# Start of EXERCISE DATA

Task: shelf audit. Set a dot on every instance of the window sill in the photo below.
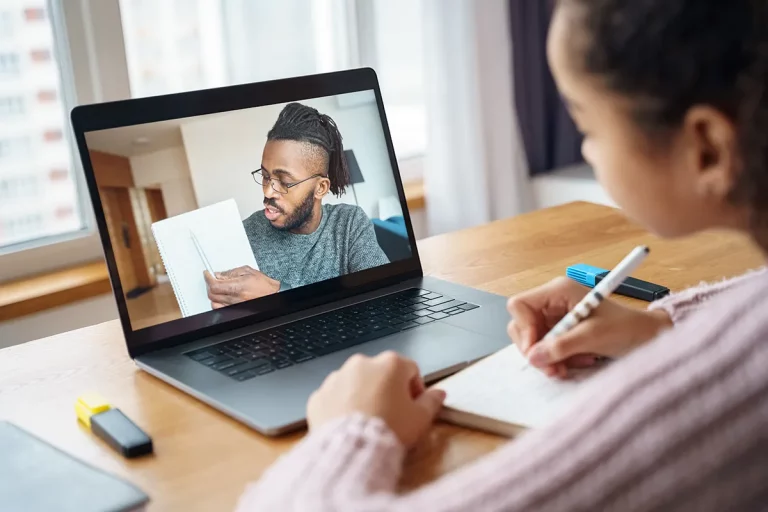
(45, 291)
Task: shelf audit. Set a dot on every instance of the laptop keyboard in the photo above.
(257, 354)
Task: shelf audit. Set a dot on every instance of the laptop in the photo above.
(331, 277)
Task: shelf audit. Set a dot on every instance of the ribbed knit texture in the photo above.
(680, 424)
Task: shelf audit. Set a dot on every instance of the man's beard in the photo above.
(300, 216)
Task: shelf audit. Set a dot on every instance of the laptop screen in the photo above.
(210, 212)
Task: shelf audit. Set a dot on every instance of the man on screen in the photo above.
(296, 239)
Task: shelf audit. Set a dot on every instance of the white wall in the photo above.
(569, 184)
(169, 169)
(223, 149)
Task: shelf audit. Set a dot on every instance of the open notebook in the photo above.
(221, 238)
(503, 395)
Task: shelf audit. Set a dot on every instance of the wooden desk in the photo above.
(203, 459)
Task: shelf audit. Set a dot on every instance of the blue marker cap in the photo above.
(585, 274)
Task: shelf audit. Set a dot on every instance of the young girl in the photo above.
(672, 98)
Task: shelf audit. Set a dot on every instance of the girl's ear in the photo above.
(713, 152)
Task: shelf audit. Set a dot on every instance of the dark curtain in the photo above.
(549, 135)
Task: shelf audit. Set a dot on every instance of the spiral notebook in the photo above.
(221, 238)
(502, 394)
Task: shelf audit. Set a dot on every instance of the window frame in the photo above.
(88, 73)
(93, 68)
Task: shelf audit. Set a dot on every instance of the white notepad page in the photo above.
(222, 238)
(504, 388)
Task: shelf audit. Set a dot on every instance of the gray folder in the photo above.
(35, 476)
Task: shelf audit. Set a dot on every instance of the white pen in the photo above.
(599, 293)
(201, 253)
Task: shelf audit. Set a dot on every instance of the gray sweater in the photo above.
(343, 243)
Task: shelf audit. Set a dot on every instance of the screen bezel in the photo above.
(118, 114)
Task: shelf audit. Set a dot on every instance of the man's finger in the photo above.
(234, 272)
(230, 287)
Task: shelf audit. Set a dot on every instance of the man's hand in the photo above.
(238, 285)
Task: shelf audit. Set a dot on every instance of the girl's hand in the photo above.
(387, 386)
(611, 330)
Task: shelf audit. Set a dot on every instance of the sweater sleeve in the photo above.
(364, 249)
(681, 305)
(679, 424)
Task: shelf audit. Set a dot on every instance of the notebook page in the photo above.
(504, 388)
(223, 240)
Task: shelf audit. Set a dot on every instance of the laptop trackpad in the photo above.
(436, 347)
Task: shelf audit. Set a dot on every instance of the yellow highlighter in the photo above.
(111, 425)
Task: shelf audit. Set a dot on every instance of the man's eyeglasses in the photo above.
(261, 177)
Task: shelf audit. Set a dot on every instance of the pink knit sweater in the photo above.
(680, 424)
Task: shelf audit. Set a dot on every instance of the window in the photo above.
(34, 14)
(47, 96)
(192, 44)
(14, 147)
(43, 55)
(6, 25)
(36, 203)
(11, 106)
(9, 64)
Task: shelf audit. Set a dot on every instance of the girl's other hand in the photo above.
(612, 330)
(387, 386)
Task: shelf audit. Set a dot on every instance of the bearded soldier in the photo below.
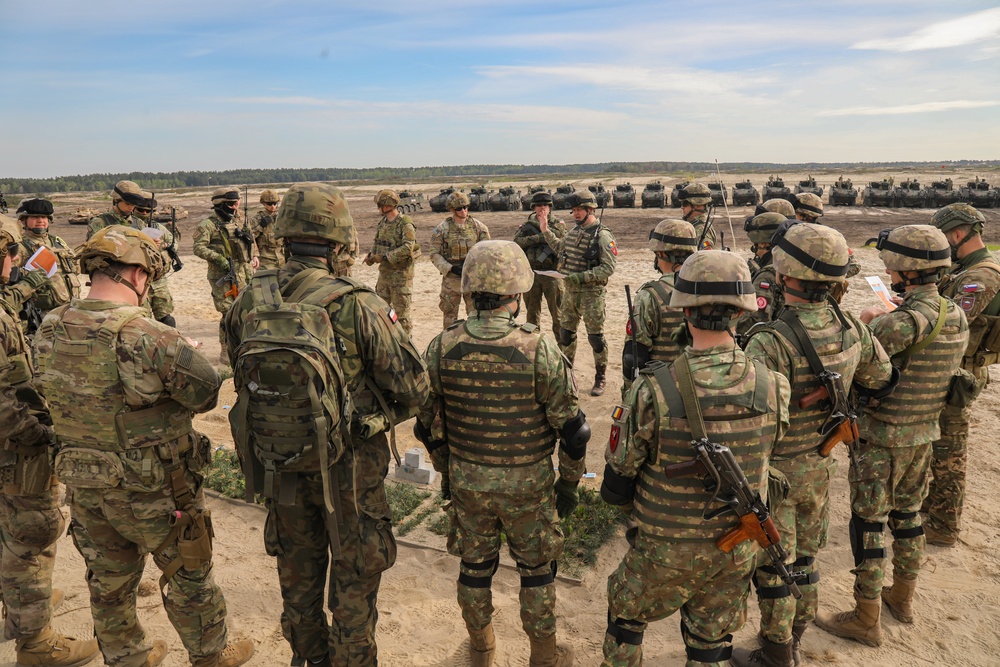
(450, 243)
(926, 337)
(506, 394)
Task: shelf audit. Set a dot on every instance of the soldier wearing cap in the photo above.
(450, 243)
(272, 250)
(926, 337)
(673, 562)
(231, 253)
(541, 240)
(495, 455)
(973, 282)
(589, 255)
(395, 250)
(808, 338)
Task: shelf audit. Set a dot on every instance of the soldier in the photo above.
(926, 337)
(588, 259)
(541, 240)
(131, 457)
(973, 282)
(231, 254)
(809, 338)
(387, 381)
(30, 518)
(272, 251)
(673, 561)
(395, 250)
(450, 243)
(694, 200)
(496, 456)
(648, 334)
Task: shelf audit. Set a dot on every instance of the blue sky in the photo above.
(111, 86)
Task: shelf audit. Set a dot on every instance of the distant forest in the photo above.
(158, 181)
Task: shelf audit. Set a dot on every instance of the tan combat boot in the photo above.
(482, 646)
(235, 654)
(899, 597)
(50, 649)
(860, 624)
(546, 653)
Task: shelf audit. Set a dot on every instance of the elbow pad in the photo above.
(575, 434)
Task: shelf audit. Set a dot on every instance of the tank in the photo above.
(809, 185)
(439, 202)
(776, 189)
(745, 194)
(843, 193)
(623, 196)
(653, 195)
(561, 198)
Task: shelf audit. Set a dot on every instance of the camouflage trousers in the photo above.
(551, 289)
(114, 529)
(886, 482)
(452, 297)
(29, 528)
(657, 578)
(587, 305)
(535, 539)
(803, 521)
(299, 537)
(397, 291)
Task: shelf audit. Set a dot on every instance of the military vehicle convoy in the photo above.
(623, 196)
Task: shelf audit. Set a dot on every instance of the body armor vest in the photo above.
(497, 424)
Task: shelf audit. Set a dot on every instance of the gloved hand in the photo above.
(567, 497)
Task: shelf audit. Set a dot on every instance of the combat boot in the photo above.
(546, 653)
(482, 646)
(899, 597)
(50, 649)
(860, 624)
(234, 655)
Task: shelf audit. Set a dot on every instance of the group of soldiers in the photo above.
(325, 370)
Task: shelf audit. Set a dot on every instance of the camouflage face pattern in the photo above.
(315, 211)
(497, 267)
(710, 271)
(820, 243)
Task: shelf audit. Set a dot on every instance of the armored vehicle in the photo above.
(653, 195)
(624, 196)
(776, 189)
(809, 185)
(880, 193)
(843, 193)
(745, 194)
(439, 202)
(561, 199)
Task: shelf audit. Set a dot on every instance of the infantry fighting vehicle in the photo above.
(624, 196)
(843, 193)
(745, 194)
(439, 202)
(776, 189)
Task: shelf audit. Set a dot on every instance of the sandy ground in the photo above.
(420, 624)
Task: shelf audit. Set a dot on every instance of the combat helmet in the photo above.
(496, 267)
(315, 211)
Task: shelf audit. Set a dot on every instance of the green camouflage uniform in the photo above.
(497, 454)
(589, 251)
(542, 250)
(395, 250)
(376, 355)
(973, 283)
(674, 563)
(450, 243)
(803, 519)
(889, 482)
(125, 458)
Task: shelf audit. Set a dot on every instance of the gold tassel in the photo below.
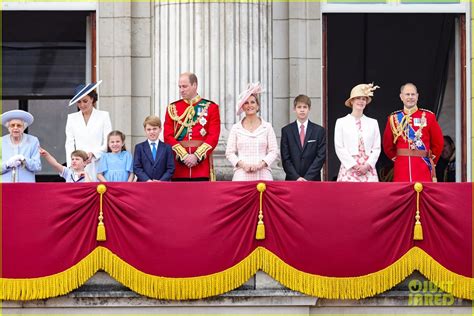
(260, 233)
(101, 236)
(101, 232)
(418, 229)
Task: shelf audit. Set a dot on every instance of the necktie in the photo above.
(302, 135)
(153, 150)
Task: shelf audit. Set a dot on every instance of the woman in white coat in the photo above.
(88, 128)
(357, 138)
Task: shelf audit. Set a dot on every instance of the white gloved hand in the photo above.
(20, 157)
(13, 162)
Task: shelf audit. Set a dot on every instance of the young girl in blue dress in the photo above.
(117, 164)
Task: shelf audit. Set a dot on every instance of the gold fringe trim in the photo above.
(214, 284)
(370, 284)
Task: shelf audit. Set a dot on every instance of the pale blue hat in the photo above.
(17, 115)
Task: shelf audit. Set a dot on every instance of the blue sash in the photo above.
(418, 142)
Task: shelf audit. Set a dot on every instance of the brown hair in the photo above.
(80, 153)
(302, 99)
(152, 120)
(192, 77)
(116, 133)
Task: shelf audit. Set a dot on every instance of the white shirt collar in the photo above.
(156, 142)
(305, 124)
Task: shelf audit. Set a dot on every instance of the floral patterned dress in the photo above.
(351, 175)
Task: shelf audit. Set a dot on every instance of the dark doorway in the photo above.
(390, 50)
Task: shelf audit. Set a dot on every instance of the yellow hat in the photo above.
(362, 90)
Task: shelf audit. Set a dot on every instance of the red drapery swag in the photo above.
(194, 240)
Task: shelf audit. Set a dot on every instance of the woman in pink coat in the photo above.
(252, 145)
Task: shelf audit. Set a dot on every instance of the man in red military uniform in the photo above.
(192, 127)
(413, 139)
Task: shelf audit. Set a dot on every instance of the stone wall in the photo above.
(260, 295)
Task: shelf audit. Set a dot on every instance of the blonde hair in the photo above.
(80, 153)
(116, 133)
(152, 120)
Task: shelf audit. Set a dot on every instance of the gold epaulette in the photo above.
(201, 151)
(207, 101)
(180, 151)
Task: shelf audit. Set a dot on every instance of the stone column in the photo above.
(227, 45)
(297, 59)
(114, 60)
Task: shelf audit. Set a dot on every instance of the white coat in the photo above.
(346, 140)
(90, 138)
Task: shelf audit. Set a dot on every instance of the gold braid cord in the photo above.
(201, 151)
(182, 121)
(180, 151)
(398, 128)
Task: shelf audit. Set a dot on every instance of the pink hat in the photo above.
(253, 88)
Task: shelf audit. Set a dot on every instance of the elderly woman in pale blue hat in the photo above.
(88, 128)
(20, 155)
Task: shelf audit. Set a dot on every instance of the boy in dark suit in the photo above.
(153, 159)
(303, 145)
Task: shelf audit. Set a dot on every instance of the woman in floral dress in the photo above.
(357, 138)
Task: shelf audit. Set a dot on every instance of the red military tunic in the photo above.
(192, 129)
(407, 135)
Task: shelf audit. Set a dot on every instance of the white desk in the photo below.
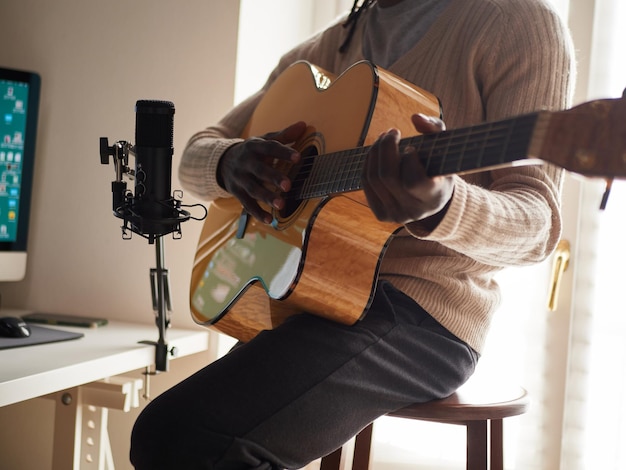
(77, 372)
(107, 351)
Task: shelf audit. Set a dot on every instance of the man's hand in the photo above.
(246, 170)
(397, 186)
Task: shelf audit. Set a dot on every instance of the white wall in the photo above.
(96, 59)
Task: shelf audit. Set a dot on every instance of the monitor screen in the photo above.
(19, 105)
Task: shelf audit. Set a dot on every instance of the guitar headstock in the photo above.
(589, 139)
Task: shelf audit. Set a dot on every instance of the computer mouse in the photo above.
(14, 327)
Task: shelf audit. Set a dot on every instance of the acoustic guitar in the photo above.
(321, 253)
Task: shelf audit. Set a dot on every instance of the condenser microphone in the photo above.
(153, 209)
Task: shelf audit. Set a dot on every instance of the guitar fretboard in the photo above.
(449, 152)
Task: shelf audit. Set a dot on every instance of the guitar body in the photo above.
(321, 255)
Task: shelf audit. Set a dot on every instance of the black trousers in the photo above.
(298, 392)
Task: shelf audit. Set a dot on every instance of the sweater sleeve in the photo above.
(201, 156)
(511, 216)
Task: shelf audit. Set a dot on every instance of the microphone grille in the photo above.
(154, 125)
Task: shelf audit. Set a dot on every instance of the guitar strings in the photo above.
(448, 152)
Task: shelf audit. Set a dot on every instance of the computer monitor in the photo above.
(19, 106)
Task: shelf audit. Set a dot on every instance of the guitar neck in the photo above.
(456, 151)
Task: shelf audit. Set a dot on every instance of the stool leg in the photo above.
(497, 445)
(362, 448)
(476, 445)
(332, 461)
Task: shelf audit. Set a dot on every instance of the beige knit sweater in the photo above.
(485, 60)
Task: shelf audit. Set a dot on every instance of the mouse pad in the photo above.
(38, 335)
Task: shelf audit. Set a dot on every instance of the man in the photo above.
(299, 391)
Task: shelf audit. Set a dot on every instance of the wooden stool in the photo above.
(480, 405)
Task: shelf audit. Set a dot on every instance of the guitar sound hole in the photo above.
(298, 176)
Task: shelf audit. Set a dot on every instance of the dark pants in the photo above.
(300, 391)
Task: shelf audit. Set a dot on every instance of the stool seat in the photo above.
(480, 405)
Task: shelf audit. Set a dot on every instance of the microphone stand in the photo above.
(159, 276)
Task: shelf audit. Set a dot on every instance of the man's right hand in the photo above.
(247, 170)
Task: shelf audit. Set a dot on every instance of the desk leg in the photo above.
(81, 439)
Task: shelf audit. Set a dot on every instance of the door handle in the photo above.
(559, 266)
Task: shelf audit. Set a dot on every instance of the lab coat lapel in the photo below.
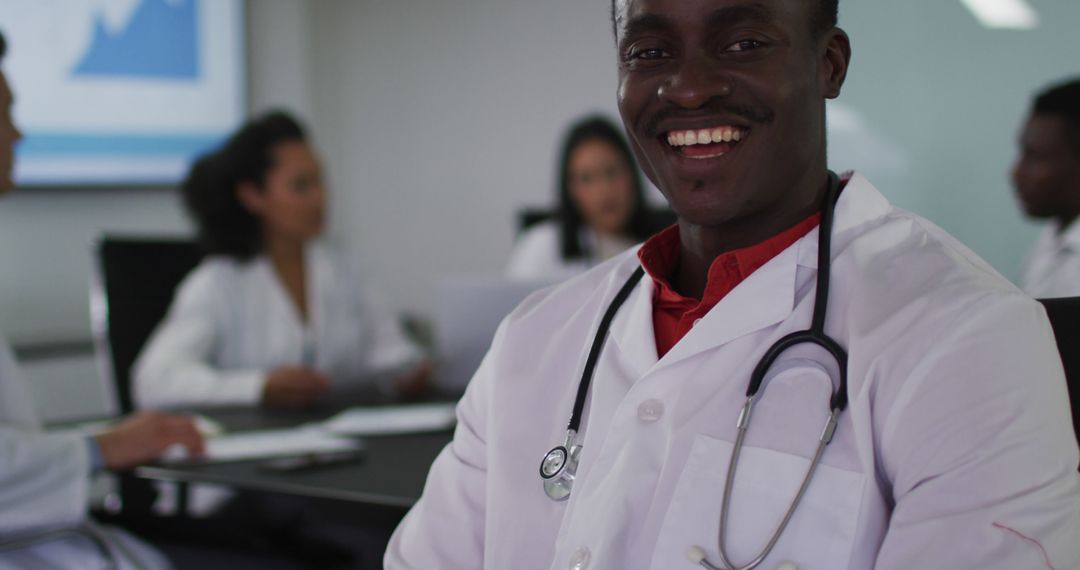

# End of EXERCISE DATA

▸ DIRECTIVE:
Copy the items from the line that contains "stool leg in the photo above." through the end of the items, renaming "Set a dot" as "Place a mark" wherever it occurs and keeping everything else unchanged. Omit the pictures.

▸ FINAL ANSWER:
Task: shelf audit. Place a mark on every instance of the stool leg in the photo above.
(497, 445)
(362, 448)
(476, 445)
(332, 461)
Task: shelf audit. Place a mark on every instance of the beige knit sweater in the photo above.
(485, 60)
Task: shelf audit. Place a mark on every instance of the mouse pad in the photo above.
(38, 335)
Task: shelf audit. Place a mark on every instance of the man in the photo above.
(299, 391)
Task: shelf audit. Place a mark on every instance of the wooden stool in the photo above.
(480, 405)
Task: shelf audit. Place a mark on every instance of the guitar sound hole in the photo above.
(298, 176)
Task: shelf audit. Place a mark on every instance of the dark pants in the photo above.
(300, 391)
Task: shelf audit. Place a mark on every instance of the stool seat in the photo above.
(480, 405)
Task: shelf audit. Place a mark on every instance of the microphone stand in the photo above.
(159, 276)
Task: shelf audit. Place a mark on every instance of the man's right hand in the photo above.
(247, 170)
Task: shelf audit. Place a mark on every instance of the desk leg in the photo above.
(81, 439)
Task: shelf audit. Place a mark on every instance of the door handle in the photo above.
(559, 266)
Task: shelf audit. Place a mark on every instance of the lab coat lapel in the photo below.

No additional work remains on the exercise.